Problem requirements: Gather every line of the material below that contains the string "beige", copying each one in full. Case counts.
* * * * * * * * *
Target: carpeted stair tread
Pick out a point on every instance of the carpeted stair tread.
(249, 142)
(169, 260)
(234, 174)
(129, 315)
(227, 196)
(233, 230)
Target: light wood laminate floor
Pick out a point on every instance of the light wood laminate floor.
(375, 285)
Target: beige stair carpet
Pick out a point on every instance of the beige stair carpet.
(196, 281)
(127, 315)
* * * * * * * * *
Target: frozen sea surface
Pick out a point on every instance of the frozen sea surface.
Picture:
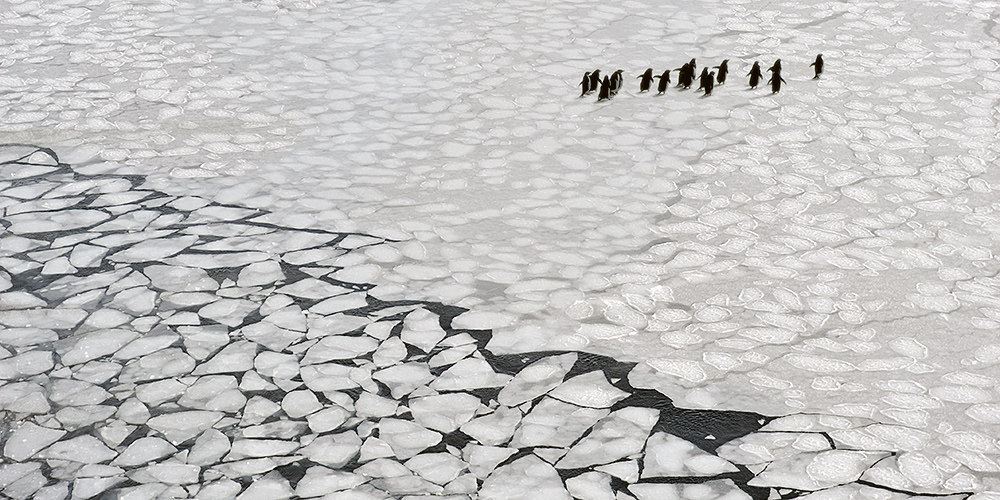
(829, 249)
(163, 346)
* * * * * * * * *
Task solution:
Target: beige stair carpet
Pick out a point on every instance of the beige stair carpet.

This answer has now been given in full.